ZU ERLEDIGENDE AUFGABEN –
• 1. Gib aus dem Text über den Gründonnerstag den Abschnitt von "Gründonnerstag" bis "ein immerwährendes Geheimnis." wortgetreu zurück.
• 2. Gib die Einträge von der Zeile mit "window is situated." bis zur Zeile mit "[892,301,1100,451]" vollständig noch einmal aus. Verschiebe dabei jede Zahl in den Koordinaten der Antworten um 61 nach oben.

TEXTAUSZUG –
===

Gründonnerstag

Die wahre Religion kann nur eine Mysterienreligion sein, ist doch der wahre Gott für uns Menschen seinem Wesen nach unbegreiflich – also ein Geheimnis und zwar ein immerwährendes Geheimnis.

Es ist nun aber gar nicht so einfach zu unterscheiden, ob das Mysterium, das Geheimnis einer Religion, echt ist oder nicht – ob es wirklich göttlichen Ursprungs ist oder nur menschlichen oder gar dämonischen Ursprungs. Denn auch falsche Religionen sprechen vom Geheimnis, aber sie führen nicht zum wahren Gott, sie führen die Menschen in die Irre.

Für uns Katholiken ist das ganz anders, glauben wir doch an den menschgewordenen Gott und an die von IHM uns geschenkten hl. Sakramente. Wir wissen: In Jesus Christus wird uns das Geheimnis Gottes sichtbar vor Augen gestellt – und somit in seiner Wirklichkeit greifbar. Jesus ist unser Weg zum Vater – ER allein kann es sein, denn wie ER sagt: „Alles ist mir von meinem Vater übergeben worden; niemand kennt den Sohn als nur der Vater, und niemand kennt den Vater als nur der Sohn und der, dem es der Sohn offenbaren will.“ Wer sich Jesus anvertraut, der kann nicht in die Irre gehen. Jesus wird ihn den Vater offenbaren und ihn zum Vater führen.

Diese Einsicht hat auch ihre unmittelbare Folge für unser religiöses Leben. Dieses wird allein durch die heiligen Sakramente gnadenhafte Wirklichkeit. Das einzusehen ist entscheidend. Der katholische Glaube zeichnet sich durch einen Heilsrealismus aus, der letztlich atemberaubend ist.

===

ANGEZEIGTE DATEN –
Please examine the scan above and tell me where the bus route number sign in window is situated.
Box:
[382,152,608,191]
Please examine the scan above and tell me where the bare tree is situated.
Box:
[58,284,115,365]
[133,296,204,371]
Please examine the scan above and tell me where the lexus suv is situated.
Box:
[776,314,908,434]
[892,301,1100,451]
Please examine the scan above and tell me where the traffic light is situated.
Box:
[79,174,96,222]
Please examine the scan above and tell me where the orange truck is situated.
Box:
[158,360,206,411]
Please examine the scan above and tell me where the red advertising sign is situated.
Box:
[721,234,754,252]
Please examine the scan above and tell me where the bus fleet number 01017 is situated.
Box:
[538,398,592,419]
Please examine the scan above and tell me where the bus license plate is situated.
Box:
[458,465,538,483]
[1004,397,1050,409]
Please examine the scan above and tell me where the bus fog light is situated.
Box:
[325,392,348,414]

===

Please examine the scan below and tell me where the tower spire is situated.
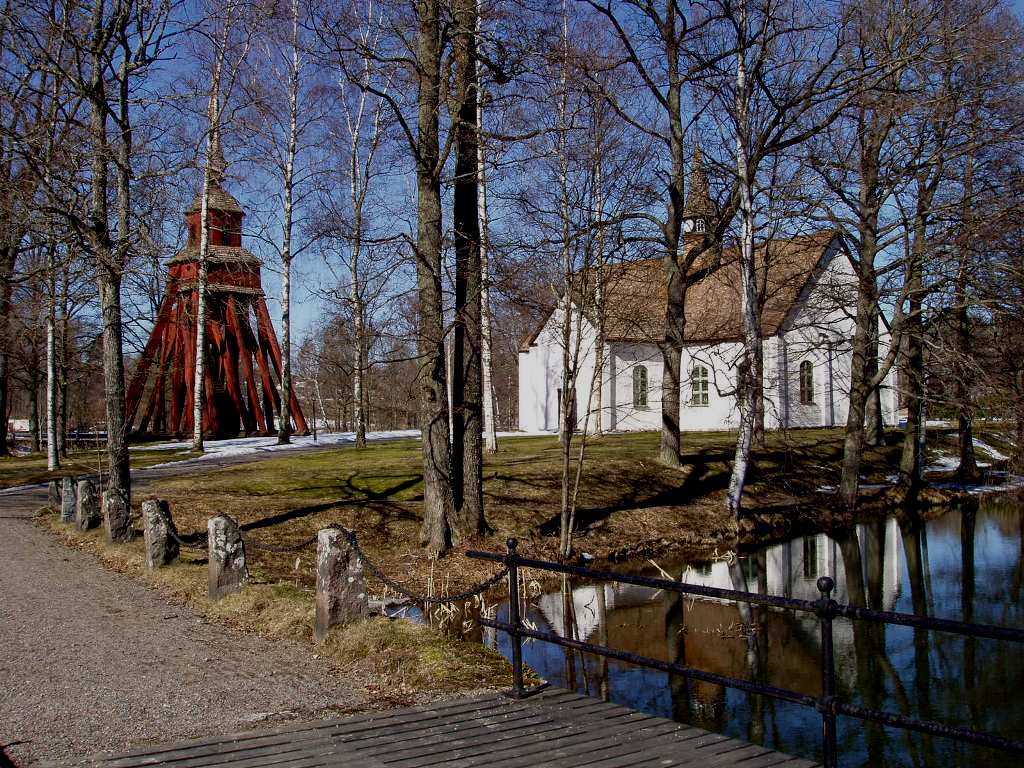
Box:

===

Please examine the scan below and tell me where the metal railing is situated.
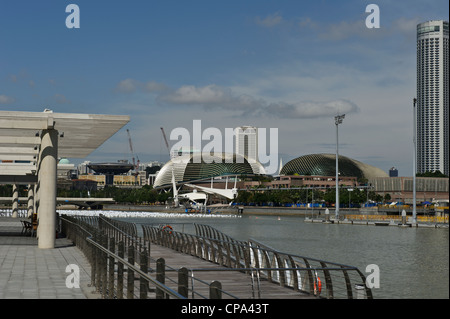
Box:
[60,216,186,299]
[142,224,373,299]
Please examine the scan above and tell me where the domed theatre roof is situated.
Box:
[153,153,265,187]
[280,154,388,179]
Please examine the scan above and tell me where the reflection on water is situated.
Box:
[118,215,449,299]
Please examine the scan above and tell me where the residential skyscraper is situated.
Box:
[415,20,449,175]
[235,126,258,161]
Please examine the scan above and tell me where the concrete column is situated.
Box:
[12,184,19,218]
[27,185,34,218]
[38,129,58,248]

===

ERGEBNISSE DER ÜBUNG –
• 1.
Gründonnerstag

Die wahre Religion kann nur eine Mysterienreligion sein, ist doch der wahre Gott für uns Menschen seinem Wesen nach unbegreiflich – also ein Geheimnis und zwar ein immerwährendes Geheimnis.

• 2.
Please examine the scan above and tell me where the bus route number sign in window is situated.
Box:
[443,213,669,252]
Please examine the scan above and tell me where the bare tree is situated.
Box:
[119,345,176,426]
[194,357,265,432]
Please examine the scan above and tell me where the lexus suv is situated.
Box:
[837,375,969,495]
[953,362,1161,512]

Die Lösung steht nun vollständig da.